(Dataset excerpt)

++++++++

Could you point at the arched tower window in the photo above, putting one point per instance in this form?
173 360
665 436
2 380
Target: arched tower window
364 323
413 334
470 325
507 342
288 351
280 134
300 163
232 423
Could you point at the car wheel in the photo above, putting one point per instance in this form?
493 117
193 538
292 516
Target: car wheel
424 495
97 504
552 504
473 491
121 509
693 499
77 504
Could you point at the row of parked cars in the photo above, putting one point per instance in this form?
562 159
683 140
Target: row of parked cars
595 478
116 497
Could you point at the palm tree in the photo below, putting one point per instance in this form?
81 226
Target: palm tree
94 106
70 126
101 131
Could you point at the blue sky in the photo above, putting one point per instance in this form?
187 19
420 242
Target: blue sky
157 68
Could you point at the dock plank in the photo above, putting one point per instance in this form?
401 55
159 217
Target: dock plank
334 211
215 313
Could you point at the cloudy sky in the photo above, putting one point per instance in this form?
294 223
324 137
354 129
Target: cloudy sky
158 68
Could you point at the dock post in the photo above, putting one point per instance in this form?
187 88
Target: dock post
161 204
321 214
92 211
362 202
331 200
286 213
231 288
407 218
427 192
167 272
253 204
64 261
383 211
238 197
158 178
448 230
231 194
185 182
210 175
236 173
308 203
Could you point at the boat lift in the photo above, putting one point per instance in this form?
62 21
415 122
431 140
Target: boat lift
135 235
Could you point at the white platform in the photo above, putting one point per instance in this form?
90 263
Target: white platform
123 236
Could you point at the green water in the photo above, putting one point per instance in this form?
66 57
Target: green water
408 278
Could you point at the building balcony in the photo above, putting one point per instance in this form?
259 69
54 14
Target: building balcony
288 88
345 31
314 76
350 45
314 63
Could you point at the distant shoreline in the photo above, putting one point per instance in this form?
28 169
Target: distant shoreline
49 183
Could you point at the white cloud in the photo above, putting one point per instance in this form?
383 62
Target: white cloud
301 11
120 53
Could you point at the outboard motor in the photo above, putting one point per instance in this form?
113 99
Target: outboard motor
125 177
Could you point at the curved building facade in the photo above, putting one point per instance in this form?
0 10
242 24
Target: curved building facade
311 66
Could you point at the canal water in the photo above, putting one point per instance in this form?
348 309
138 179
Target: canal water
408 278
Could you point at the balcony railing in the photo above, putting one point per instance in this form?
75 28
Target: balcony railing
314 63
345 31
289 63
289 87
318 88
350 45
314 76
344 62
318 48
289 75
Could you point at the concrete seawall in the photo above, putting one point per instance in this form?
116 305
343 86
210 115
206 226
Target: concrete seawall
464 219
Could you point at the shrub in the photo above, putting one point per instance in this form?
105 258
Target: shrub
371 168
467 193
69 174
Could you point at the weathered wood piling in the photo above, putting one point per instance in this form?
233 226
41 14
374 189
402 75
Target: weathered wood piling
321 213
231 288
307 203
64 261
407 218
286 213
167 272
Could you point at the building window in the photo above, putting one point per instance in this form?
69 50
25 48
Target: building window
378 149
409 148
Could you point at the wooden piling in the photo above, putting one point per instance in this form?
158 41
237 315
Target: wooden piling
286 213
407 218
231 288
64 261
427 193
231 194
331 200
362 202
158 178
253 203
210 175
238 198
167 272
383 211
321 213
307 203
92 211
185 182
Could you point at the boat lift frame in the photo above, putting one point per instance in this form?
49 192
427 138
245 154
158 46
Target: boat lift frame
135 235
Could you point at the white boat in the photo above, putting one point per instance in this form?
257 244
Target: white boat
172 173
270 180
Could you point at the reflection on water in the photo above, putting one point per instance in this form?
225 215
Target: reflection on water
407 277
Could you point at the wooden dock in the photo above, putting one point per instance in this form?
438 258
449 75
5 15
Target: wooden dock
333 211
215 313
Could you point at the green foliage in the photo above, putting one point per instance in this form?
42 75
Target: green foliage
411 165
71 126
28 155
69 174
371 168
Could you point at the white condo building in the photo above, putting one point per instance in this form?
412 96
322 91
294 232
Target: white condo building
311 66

++++++++

[PROBLEM DETAILS] All of the lines above need to be given again exactly.

[CORRECT RESPONSE]
Could you point at the arched tower window in the photo above, putting one point per instance in this form?
173 360
665 436
2 380
Target: arched tower window
364 323
413 334
470 325
507 342
288 351
280 134
300 163
232 423
Could you point at the car wheel in the photo above, putting one point per instance in this form?
493 117
193 538
292 516
Target: car wheel
424 495
97 504
552 504
473 491
121 509
693 499
77 504
Could you point at the row of parked cars in the photo above, putting one point per instance in this form?
562 159
683 140
Target: row of parked cars
595 478
116 497
Could you point at the palm tree in the photo below, putting one point per instance in this form?
81 226
Target: palm tree
94 106
70 126
101 131
Could you point at the blue sky in the photo above, putting one point per instance in this form?
187 19
420 242
Target: blue sky
157 68
Could you point at the dock plank in the photo above, putting one point per instance in this form?
401 55
159 217
Target: dock plank
334 211
215 313
Could you point at the cloudy sky in the photo above, putting one point per instance in this form?
294 223
324 137
354 129
Target: cloudy sky
158 68
Could you point at the dock post in the photo above, putting one point per instance in this form?
187 88
Target: dock post
161 204
321 214
92 211
362 202
331 200
286 213
231 288
407 218
427 192
167 272
253 204
64 261
383 211
238 197
158 178
448 230
231 194
185 182
210 175
236 173
308 203
Could you point at the boat lift in the photo above, putting one point per instance in this form?
62 21
415 122
431 140
Target: boat lift
135 235
Could you point at the white platform in the photo above, putting one point per instance in this form?
90 263
Target: white platform
123 236
Could you point at the green water in the photo above, putting one point per instance in this form?
66 57
Target: green water
408 278
Could you point at the building balcony in the photo above, putting one point per instance in this form?
259 69
54 14
Target: building balcony
288 88
345 31
314 76
350 45
314 63
Could you point at the distant shoreline in the photo above, putting one point per instance in this form?
28 169
Target: distant shoreline
49 183
Could you point at the white cloud in the photo above, putting one point per instance in this form?
383 62
Target: white cloud
301 11
120 53
Could you point at the outboard motor in the photo above, putting one point per instance in this form?
113 99
Target: outboard motor
125 177
Could you point at the curved building facade in the photo above, putting one point per instance in this form?
0 10
242 24
Target: curved building facade
311 66
Could you point at the canal water in the photo above, putting one point per instance in this form?
348 309
138 179
Target: canal water
408 278
Could you point at the balcony railing in the photo above, putting one point per instance in this form?
75 28
Target: balcony railing
314 63
345 31
289 63
289 87
318 88
350 45
314 76
344 62
318 48
289 75
Could you point at the concrete seawall in the photo above, putting one point per instance in this form?
116 305
343 86
210 115
206 226
Target: concrete seawall
464 219
Could you point at the shrub in the photo above, putting one point per instance in this form?
105 258
Target: shrub
371 168
467 193
69 174
Could you point at the weathered wood piling in the photo above, putting one point per instance in this form?
233 226
41 14
374 189
402 75
Target: weathered wood piling
321 213
231 288
307 203
64 261
407 218
286 213
167 272
Could you point at the building window in the photo above, putting one point per instance in this form?
69 50
25 48
Target: building window
378 149
409 148
Could you point at the wooden piling in the photo above, putting one point per instance in this form?
158 41
237 315
Target: wooden piling
286 213
407 218
231 288
64 261
427 193
231 194
331 200
362 202
158 178
253 203
210 175
238 198
167 272
383 211
321 213
307 203
92 211
185 182
Could you point at the boat lift frame in the photo above, putting one point per instance in this form?
49 192
427 138
245 154
158 46
Target: boat lift frame
135 235
Could you point at the white boat in the photo above, putting one point per instance in this form?
257 244
Target: white boat
172 173
270 180
Could you point at the reflection on water in the photo above, putting one point per instance in this form?
225 215
Target: reflection on water
407 277
Could you point at the wooden dock in the photo above, putting one point per instance in this form?
438 258
449 75
5 15
Target: wooden dock
333 211
215 313
Could you point at the green foliage in the photo above, putting one point per instance in this form?
42 75
Target: green foliage
411 165
71 126
28 155
69 174
371 168
Could you point at the white condo building in the photo above, putting one point per instance in this form?
412 96
322 91
294 232
Target: white condo building
311 66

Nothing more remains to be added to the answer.